** Excerpted passage follows **

Not as expansive as American Pastoral, but searching, incisive, brilliant, and quite the page-turner. While I found Roth's last, Exit Ghost, to be an anemic excuse for Roth's long literary rants, this one is a living breathing story on its own. Ira Ringold, the Communist in the title, is a tragic figure who uses ideology, and marriage, as a desperate protection against his own dark side. His wife, the aptly-named Eve Frame, betrays Ira to the red-baiting journalists of the time by participating in a libelous book that gives the novel its title. Indeed, betrayal, of self and of others, is one of the larger themes of a book that ruminates on what it means to be human. Can we as humans not betray? This is ultimately a story of human relationships and the mess we make of them, rather than a grand discourse on the politics of the time, and it is all the more interesting for that. (Oh, and the gossip? I don't care about that, and it surprised me how often it turned up in reviews).
How could I not read the novel endorsed by Barack Obama? The narrator of Netherland, Hans van den Broek is a well-to-do financial analyst living in Manhattan in the aftermath of 9/11. When his wife takes his son and flees to London, Hans copes with the loneliness and disorientation by playing cricket and by befriending a Trinidadian "businessman" (read: gangster) named Chuck Ramkisson.
The novel is beautifully written (and the only book I've read in a long time that drove me to the dictionary a few times) but I have to say I admired it more than I enjoyed it. I want to say that the overall effect is more cerebral than emotional, but in fact Hans is a very vulnerable character and there's emotion all over the place. I think I'll need to revisit this later and try to connect with it in a more substantial way.

** End of Excerpted passage **
** Source material follows **

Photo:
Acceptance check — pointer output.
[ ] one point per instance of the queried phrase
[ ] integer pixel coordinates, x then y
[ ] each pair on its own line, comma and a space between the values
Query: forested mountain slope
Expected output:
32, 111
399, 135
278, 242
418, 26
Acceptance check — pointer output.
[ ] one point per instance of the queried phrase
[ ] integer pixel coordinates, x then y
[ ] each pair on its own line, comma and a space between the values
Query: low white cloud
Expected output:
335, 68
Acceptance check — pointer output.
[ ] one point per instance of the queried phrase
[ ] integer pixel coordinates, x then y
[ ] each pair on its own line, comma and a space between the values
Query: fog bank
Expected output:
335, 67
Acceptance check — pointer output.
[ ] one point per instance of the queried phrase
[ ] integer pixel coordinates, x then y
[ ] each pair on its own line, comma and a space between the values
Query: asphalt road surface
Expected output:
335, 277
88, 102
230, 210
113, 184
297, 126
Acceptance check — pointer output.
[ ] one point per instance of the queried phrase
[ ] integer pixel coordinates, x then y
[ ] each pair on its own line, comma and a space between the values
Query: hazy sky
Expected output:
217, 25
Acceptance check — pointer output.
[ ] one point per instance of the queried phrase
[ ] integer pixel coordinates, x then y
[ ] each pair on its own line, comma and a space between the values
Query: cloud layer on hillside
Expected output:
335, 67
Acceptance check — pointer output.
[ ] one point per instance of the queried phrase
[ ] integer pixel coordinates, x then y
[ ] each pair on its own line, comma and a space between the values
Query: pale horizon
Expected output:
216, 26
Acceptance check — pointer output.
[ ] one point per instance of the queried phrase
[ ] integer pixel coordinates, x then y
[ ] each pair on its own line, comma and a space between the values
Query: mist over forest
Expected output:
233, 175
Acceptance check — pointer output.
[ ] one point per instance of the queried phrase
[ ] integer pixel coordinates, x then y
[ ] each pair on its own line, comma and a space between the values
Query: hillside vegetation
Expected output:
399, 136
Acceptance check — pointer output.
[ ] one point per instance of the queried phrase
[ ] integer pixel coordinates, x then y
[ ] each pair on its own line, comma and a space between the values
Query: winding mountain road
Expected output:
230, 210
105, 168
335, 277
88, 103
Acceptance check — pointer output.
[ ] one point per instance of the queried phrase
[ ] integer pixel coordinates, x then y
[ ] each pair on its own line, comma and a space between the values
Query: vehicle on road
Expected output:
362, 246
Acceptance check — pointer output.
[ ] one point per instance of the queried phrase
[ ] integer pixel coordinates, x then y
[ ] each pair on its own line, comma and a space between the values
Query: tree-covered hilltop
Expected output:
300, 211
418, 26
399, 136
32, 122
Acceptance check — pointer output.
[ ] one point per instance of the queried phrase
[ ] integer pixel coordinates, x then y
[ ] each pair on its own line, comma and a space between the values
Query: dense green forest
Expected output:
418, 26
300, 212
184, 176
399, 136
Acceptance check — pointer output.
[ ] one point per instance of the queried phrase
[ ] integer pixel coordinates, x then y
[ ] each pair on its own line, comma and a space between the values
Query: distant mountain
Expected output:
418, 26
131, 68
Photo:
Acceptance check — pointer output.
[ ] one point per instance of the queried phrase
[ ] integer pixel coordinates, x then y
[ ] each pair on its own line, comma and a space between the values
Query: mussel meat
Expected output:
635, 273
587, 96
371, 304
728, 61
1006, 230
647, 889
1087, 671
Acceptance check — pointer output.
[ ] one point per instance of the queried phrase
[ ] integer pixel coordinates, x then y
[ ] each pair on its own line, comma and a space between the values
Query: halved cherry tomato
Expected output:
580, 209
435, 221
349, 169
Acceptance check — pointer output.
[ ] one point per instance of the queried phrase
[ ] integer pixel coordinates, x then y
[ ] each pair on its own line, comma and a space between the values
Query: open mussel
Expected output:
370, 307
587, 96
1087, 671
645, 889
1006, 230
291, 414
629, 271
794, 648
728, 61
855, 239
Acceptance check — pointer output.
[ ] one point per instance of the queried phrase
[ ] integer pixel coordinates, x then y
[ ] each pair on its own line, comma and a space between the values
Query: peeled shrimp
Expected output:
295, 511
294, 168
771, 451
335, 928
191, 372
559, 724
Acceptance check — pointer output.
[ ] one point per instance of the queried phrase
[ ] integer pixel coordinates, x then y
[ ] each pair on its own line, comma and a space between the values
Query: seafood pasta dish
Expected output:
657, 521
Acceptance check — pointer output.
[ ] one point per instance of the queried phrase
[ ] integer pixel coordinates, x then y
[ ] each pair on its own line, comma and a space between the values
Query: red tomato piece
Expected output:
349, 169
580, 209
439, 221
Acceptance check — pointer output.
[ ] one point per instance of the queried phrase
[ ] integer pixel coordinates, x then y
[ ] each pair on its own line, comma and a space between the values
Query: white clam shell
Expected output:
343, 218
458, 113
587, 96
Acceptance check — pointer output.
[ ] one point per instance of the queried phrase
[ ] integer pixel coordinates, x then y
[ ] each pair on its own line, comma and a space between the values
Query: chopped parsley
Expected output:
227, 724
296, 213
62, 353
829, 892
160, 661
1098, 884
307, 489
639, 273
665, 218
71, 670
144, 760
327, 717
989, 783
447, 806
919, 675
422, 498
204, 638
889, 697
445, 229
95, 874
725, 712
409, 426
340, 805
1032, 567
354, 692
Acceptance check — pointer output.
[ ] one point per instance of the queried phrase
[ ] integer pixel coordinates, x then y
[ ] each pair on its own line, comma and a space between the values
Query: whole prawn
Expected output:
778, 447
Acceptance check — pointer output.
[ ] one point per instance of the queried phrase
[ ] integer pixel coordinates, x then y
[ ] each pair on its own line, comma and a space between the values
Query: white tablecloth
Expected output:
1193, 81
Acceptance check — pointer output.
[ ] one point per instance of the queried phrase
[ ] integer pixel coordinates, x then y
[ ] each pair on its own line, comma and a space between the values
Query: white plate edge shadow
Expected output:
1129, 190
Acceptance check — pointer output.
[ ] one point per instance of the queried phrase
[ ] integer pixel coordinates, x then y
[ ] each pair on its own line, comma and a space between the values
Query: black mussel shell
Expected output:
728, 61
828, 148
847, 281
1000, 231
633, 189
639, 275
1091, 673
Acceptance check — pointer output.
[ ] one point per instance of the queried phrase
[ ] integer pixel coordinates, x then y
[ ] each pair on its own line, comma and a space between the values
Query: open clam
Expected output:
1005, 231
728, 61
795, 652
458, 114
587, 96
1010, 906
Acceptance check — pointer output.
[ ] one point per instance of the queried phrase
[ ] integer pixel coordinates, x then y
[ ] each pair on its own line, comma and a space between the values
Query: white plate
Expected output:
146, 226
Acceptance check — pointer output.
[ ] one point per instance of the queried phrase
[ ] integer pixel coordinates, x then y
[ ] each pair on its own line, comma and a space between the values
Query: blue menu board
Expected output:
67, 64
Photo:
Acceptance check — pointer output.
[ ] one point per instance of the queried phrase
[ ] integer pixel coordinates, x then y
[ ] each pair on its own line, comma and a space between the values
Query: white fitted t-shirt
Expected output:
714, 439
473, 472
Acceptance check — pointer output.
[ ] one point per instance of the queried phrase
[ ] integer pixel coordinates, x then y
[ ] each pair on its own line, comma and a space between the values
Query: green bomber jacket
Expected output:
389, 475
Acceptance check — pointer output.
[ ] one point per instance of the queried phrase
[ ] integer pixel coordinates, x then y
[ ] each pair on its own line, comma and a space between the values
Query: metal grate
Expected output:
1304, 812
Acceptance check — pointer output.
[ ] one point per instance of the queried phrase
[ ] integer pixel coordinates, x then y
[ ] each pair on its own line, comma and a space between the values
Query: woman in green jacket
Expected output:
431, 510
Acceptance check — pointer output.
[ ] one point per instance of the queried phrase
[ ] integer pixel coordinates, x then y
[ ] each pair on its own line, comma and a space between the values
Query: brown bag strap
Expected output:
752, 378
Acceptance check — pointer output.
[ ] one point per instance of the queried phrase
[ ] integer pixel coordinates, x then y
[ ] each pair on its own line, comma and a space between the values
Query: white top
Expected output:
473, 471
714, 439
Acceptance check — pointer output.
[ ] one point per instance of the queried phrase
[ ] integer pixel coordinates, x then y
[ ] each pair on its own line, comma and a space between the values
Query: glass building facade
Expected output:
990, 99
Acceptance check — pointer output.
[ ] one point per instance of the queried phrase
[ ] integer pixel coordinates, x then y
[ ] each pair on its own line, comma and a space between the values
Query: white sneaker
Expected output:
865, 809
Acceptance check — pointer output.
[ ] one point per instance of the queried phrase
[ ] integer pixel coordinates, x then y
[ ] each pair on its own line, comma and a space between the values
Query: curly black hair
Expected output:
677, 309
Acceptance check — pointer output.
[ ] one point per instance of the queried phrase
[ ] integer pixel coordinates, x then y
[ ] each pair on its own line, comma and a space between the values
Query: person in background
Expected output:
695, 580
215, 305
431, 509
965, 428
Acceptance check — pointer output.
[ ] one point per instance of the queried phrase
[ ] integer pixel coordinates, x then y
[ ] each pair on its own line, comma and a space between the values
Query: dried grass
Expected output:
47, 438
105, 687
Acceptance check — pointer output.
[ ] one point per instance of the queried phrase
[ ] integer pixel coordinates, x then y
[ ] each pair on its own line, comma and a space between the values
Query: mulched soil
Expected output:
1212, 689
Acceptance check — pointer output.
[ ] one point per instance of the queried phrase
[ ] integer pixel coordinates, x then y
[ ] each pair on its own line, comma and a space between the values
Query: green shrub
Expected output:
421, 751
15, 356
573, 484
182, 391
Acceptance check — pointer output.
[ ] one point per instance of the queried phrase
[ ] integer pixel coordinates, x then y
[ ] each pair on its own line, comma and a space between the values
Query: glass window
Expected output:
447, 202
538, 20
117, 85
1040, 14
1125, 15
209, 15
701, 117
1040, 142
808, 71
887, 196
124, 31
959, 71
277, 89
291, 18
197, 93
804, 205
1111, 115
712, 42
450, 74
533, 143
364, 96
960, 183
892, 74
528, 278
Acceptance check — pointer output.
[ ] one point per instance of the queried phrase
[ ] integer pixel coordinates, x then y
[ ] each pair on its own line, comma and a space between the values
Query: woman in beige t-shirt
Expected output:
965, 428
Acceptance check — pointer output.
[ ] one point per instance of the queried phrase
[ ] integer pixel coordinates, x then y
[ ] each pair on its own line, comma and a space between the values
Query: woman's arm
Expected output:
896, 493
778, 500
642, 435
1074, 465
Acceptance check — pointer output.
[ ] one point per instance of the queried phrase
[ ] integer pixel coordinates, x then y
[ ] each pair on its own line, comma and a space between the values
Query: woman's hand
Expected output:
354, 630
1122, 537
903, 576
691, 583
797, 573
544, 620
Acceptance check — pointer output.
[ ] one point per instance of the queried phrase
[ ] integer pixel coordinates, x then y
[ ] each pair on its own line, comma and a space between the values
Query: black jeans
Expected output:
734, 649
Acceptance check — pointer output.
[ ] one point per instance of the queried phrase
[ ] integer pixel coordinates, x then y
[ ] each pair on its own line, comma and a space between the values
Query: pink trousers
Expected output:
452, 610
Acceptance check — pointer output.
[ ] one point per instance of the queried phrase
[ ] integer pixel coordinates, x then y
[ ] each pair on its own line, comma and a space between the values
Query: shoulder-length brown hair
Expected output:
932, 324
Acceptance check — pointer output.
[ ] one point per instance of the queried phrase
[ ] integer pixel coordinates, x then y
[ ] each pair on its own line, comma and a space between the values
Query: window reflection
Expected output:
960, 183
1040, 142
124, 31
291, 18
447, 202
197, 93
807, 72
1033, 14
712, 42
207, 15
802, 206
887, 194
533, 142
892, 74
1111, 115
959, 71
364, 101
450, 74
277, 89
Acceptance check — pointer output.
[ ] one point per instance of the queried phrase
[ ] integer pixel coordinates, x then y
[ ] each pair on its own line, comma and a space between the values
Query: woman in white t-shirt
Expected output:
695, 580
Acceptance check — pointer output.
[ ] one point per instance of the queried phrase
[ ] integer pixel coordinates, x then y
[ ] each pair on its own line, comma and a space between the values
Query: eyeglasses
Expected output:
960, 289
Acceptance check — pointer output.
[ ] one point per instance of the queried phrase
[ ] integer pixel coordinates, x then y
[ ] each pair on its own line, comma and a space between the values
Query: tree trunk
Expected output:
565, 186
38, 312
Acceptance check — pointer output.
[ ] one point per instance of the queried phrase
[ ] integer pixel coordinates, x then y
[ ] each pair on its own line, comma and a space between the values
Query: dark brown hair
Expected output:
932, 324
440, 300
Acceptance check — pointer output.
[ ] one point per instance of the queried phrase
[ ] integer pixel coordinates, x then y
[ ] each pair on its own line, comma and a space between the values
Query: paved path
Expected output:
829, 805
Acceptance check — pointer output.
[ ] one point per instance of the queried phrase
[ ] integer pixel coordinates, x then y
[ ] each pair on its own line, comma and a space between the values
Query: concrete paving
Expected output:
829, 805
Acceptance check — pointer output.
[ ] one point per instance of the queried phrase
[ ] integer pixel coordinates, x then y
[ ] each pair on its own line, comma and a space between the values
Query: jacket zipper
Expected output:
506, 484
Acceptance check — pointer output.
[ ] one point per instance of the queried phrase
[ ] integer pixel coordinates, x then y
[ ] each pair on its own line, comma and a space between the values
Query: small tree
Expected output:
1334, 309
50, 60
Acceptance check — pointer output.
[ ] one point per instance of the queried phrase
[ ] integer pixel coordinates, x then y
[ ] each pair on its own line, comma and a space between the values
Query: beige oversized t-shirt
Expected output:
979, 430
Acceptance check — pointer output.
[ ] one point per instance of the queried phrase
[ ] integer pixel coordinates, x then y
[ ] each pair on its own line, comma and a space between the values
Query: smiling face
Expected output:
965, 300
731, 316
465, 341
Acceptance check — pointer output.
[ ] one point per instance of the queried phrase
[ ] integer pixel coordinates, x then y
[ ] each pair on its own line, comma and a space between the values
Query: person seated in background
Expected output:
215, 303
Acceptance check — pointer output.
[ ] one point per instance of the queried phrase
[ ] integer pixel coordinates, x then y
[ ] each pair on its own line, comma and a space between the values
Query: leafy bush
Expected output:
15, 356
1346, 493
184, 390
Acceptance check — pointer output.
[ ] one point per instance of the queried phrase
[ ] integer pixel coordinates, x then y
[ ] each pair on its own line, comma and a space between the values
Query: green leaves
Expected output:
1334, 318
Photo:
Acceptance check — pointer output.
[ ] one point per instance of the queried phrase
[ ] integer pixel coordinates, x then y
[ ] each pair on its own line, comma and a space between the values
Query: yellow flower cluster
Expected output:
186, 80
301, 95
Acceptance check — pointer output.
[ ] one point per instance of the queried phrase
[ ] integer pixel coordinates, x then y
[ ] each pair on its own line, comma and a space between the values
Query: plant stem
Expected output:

** End of Source material **

• Work to complete
Translate this sentence from the book reviews into Spanish: "Indeed, betrayal, of self and of others, is one of the larger themes of a book that ruminates on what it means to be human." Use only the book reviews.

• Result
De hecho, la traición, de uno mismo y de los demás, es uno de los temas más amplios de un libro que reflexiona sobre lo que significa ser humano.